(Records of labeled points)

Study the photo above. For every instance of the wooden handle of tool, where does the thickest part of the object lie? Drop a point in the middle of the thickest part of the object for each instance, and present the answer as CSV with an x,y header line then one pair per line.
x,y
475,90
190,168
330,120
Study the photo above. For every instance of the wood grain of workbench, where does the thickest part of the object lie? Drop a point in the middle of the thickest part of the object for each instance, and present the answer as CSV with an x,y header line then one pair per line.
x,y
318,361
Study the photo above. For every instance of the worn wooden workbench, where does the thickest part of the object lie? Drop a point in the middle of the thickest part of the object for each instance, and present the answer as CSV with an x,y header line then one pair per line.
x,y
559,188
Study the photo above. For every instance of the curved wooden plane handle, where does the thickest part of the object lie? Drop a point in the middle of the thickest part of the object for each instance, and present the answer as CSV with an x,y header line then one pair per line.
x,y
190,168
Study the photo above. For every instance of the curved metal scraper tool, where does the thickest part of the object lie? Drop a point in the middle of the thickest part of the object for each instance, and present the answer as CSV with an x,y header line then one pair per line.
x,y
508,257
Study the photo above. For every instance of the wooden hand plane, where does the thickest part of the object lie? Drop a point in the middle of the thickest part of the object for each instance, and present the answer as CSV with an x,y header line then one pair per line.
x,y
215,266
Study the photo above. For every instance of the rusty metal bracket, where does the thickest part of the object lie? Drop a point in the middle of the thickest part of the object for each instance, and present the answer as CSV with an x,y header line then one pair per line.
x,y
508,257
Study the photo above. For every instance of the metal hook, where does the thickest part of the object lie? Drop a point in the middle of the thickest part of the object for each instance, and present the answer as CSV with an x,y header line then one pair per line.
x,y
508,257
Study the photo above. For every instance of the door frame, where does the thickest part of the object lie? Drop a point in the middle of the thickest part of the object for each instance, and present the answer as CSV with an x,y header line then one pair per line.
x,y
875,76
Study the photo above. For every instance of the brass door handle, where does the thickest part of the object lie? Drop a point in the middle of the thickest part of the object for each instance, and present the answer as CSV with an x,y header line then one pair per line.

● **TASK OBJECTIVE**
Reproduce the lines above with every "thickest part" changed to "widest part", keeping everything else the same.

● **RESPONSE TO THIS EXERCISE**
Study the photo above. For every instance of the wooden handle of tool, where does the widest part of the object lie? Drop a point in the middle of the widest part of the object for each instance, and present the answer as CSV with an x,y header line then one pair per line.
x,y
475,90
190,168
330,120
Study the photo above. For every instance of the wood grain of workbench, where does the widest part of the object lie? Drop a point in the middle of the widest part of the object for each instance, and present the answer as CSV with an x,y header line then one pair per line.
x,y
318,361
Study the photo above. For every instance of the worn wooden workbench, where does the widest part of the object lie? Drop a point in the middle of the widest part of the object for each instance, and present the answer as CSV with an x,y header line then one pair per line.
x,y
559,188
Study the photo above. For every instance of the curved wooden plane handle, where does the widest part of the object lie? Drop a point in the middle of the widest part of the object for each instance, and present the answer as CSV with an x,y header line then one pair per line.
x,y
190,168
Study the photo above. For every instance of the curved metal scraper tool, where does the widest part of the object lie? Drop a point in the middle of the widest part of the object for each instance, and present the answer as CSV with an x,y header line then one pair per line.
x,y
508,257
Study the photo above. For every instance of the wooden hand plane, where does the widest part of the object lie? Drop a point in the middle of the widest part of the object for each instance, and present the answer as CSV with an x,y header line then one pair per line.
x,y
215,266
Study the photo above. For every instance of the rusty metal bracket, where does the widest part of the object lie? Drop a point in the middle of the widest part of the object for each instance, and present the answer as CSV with an x,y header line then one pair per line.
x,y
508,257
Study the photo above. For every instance of the metal hook, where does the widest part of the object lie? Drop a point in the middle of the widest part of the object for each instance, and present the answer as CSV with an x,y header line then one pair per line.
x,y
508,257
Study the photo above. For every instance of the door frame, where does the widest part of the object lie? Drop a point in the middle of the widest part of the object for each instance, and present the answer as CSV with an x,y header line then one pair per line.
x,y
875,76
Study the photo above. For every instance of the brass door handle, where does the widest part of the object lie? Drop a point in the middle of the widest part of the object for each instance, and present the answer as CSV with an x,y header line then one pair per line.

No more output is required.